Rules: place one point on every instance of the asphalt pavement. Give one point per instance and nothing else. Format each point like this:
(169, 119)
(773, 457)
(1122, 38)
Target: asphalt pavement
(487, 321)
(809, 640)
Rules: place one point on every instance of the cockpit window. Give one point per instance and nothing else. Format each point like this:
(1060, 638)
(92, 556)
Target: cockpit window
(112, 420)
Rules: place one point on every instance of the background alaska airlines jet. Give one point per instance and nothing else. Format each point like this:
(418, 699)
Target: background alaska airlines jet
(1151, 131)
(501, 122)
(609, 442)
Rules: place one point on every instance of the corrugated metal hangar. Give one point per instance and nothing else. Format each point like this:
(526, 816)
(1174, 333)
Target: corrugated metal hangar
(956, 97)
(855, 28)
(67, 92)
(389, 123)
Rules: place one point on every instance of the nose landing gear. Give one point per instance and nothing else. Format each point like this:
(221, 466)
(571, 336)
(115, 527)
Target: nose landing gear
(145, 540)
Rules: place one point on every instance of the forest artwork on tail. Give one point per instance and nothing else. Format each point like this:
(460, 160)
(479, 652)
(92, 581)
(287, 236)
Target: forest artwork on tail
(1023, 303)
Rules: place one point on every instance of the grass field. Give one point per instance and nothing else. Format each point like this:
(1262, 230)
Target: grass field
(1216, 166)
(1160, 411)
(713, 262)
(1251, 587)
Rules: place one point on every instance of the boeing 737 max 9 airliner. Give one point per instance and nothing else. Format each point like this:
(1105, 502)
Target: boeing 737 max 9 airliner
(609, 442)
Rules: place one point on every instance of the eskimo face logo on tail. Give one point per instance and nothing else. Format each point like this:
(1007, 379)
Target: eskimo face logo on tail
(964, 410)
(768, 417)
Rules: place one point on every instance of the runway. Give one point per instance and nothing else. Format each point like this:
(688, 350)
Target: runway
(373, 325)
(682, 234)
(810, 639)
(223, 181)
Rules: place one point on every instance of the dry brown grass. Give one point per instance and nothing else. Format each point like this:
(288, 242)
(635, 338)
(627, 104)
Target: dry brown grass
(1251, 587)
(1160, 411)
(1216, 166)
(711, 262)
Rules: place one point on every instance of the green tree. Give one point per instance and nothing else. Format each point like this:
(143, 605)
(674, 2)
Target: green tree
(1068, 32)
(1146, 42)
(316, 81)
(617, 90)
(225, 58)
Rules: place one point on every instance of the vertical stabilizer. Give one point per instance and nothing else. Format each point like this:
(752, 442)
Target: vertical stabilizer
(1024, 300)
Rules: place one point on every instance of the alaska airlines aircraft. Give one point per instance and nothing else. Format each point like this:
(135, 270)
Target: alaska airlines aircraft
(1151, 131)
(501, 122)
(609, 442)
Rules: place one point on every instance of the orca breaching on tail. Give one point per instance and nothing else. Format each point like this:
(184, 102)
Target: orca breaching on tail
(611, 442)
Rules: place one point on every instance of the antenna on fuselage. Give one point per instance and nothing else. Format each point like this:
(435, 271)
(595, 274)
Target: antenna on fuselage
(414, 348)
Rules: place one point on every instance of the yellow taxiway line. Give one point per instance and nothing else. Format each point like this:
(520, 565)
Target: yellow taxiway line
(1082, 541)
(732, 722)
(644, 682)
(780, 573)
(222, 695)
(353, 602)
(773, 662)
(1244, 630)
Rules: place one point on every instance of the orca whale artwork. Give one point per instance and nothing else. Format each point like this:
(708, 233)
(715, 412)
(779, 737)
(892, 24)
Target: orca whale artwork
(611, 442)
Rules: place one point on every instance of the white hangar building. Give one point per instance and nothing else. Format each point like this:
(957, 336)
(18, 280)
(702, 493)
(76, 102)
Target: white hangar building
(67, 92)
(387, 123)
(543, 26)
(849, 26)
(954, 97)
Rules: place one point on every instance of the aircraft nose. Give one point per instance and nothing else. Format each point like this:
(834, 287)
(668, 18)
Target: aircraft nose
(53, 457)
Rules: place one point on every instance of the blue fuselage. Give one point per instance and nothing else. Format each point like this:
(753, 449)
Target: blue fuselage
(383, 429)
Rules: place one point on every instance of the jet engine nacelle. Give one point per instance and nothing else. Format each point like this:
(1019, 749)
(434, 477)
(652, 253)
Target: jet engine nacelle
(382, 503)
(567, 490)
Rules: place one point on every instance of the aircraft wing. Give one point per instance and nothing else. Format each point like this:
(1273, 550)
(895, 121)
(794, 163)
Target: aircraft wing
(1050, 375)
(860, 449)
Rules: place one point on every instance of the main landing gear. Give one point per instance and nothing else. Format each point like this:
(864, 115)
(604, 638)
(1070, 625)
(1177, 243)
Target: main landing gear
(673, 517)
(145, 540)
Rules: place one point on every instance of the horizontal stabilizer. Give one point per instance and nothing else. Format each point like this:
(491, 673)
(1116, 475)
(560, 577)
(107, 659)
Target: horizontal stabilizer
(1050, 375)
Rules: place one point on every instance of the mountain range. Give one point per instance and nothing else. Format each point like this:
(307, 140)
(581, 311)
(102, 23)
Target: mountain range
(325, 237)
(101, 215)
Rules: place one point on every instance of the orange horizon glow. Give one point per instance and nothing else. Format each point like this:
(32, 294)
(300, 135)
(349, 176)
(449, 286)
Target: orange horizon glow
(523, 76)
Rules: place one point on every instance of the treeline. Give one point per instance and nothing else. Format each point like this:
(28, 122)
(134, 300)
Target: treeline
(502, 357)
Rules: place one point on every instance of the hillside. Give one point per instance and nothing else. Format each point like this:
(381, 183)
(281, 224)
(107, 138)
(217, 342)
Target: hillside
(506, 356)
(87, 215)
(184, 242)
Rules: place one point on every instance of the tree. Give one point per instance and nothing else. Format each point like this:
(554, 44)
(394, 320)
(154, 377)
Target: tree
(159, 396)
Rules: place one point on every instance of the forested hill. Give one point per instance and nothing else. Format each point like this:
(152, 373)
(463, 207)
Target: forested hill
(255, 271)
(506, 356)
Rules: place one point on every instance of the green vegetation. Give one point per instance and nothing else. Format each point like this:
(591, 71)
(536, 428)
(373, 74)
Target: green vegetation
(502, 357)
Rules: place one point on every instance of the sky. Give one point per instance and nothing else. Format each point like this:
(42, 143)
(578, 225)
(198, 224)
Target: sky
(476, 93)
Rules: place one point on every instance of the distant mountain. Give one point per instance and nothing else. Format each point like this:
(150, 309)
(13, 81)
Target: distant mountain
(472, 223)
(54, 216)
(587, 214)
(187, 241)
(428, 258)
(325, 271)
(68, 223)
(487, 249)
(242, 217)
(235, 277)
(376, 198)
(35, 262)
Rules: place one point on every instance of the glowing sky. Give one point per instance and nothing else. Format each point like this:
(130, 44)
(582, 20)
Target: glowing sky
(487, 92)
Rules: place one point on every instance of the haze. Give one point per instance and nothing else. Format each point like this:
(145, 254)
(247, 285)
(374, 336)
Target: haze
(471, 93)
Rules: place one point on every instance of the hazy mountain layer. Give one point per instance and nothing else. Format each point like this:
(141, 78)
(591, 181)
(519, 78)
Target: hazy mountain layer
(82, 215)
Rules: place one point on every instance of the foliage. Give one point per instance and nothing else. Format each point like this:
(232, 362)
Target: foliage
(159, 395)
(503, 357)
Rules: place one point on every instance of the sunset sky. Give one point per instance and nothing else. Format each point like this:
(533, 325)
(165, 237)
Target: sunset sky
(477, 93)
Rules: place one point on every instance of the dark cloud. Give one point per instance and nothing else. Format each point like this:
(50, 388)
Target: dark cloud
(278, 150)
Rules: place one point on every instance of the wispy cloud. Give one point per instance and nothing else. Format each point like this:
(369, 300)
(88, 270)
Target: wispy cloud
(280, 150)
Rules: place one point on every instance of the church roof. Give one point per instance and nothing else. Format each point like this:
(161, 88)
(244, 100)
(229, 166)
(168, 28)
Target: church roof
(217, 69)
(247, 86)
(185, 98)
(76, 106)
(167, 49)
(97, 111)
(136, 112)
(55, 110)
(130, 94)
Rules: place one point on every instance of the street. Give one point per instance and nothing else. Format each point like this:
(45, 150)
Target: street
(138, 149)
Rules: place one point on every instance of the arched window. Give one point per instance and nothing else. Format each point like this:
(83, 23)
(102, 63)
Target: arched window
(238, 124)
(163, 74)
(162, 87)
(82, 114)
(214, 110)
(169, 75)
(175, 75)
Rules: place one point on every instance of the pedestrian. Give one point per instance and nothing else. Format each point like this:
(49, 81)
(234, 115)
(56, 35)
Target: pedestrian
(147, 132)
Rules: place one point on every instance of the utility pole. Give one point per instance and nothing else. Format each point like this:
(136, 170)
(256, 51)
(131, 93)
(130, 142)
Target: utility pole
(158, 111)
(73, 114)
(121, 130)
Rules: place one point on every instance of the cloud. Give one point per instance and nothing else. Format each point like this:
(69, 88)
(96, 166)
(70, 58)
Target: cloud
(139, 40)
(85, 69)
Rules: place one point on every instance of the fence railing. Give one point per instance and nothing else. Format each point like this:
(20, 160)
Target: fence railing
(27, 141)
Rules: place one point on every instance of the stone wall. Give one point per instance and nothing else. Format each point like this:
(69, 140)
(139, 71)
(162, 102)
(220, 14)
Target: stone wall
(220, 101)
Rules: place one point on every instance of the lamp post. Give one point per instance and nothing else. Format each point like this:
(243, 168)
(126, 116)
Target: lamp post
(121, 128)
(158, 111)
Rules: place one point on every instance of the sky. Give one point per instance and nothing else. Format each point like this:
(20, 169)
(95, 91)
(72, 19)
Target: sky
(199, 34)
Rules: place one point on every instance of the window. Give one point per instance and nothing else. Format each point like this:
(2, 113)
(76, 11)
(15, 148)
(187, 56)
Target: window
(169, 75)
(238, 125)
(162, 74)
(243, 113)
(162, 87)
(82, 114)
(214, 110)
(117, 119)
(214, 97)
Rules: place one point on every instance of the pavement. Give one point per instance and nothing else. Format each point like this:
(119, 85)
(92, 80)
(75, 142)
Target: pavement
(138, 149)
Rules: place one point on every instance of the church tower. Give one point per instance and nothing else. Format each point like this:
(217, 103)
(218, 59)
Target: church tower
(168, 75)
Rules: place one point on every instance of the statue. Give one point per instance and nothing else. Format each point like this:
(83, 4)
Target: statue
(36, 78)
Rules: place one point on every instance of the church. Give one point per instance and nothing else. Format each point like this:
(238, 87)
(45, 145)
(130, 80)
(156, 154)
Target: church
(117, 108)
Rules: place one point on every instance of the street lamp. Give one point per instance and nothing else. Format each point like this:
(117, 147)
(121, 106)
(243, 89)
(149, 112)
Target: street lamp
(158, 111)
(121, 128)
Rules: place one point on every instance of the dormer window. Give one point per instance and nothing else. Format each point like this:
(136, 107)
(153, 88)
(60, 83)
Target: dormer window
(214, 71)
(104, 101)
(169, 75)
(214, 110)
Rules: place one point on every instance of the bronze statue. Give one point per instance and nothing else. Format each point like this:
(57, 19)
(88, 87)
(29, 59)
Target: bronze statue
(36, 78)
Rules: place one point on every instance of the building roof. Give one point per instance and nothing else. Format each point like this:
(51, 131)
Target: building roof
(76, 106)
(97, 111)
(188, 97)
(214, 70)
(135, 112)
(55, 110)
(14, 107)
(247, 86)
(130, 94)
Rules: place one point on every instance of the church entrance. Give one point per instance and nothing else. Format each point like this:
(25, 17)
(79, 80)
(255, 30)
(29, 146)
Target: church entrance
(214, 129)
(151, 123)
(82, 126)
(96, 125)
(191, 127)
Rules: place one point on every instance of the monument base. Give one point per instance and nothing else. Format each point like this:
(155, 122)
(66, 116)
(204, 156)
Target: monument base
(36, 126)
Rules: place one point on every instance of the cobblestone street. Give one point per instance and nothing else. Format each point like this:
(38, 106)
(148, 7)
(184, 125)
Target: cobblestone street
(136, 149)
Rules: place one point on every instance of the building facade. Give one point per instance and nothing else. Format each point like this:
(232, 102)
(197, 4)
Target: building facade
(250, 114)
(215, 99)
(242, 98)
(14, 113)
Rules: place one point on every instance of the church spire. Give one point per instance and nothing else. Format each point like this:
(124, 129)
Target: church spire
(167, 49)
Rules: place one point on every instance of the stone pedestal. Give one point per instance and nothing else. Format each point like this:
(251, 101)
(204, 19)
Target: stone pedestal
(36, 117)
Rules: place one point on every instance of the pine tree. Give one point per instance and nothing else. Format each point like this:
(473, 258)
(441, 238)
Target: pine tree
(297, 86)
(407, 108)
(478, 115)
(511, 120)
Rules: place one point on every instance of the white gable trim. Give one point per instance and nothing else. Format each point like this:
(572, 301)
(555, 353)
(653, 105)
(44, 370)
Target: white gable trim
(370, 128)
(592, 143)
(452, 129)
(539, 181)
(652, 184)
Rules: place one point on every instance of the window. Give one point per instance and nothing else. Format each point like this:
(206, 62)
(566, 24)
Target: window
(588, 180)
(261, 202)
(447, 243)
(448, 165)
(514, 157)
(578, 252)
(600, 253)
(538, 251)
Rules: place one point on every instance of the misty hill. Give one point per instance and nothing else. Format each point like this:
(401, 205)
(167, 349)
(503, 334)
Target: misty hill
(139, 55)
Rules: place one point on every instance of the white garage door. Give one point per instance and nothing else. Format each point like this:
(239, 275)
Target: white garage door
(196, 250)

===============

-- GOAL OF THE EXERCISE --
Return precisely the lines of the records, starting with the line that holds "Target: church spire" and ending with the last one.

-- ANSWER --
Target: church spire
(167, 49)
Rules: place one point on every instance of the stone pedestal. Give one point per instance and nothing else. Format each point like this:
(251, 101)
(204, 19)
Target: stone pedestal
(36, 117)
Rules: place one point on every instance of the pine tree. Give one point per instance and nothing else. Format each point like this:
(473, 258)
(441, 238)
Target: pine tree
(297, 86)
(407, 108)
(478, 115)
(511, 120)
Rules: place one point on every instance of the white gable trim. Give one point per instance and nothing else. Format each point like this:
(572, 301)
(555, 353)
(653, 105)
(44, 370)
Target: white gable trim
(370, 128)
(592, 143)
(452, 129)
(539, 181)
(652, 184)
Rules: place one point on every instance of the window. Give one point per instance and nothing else. Format each point like this:
(206, 62)
(566, 24)
Target: window
(588, 180)
(261, 202)
(447, 243)
(448, 165)
(514, 157)
(578, 252)
(600, 253)
(538, 251)
Rules: place one point on every instance of the misty hill. Give one point per instance and nothing else. Format each point like this:
(401, 205)
(167, 349)
(503, 334)
Target: misty hill
(139, 55)
Rules: place one point on every instance of the white garage door. Give one point per instance and nothing else. Format each point like this:
(239, 275)
Target: white garage door
(196, 250)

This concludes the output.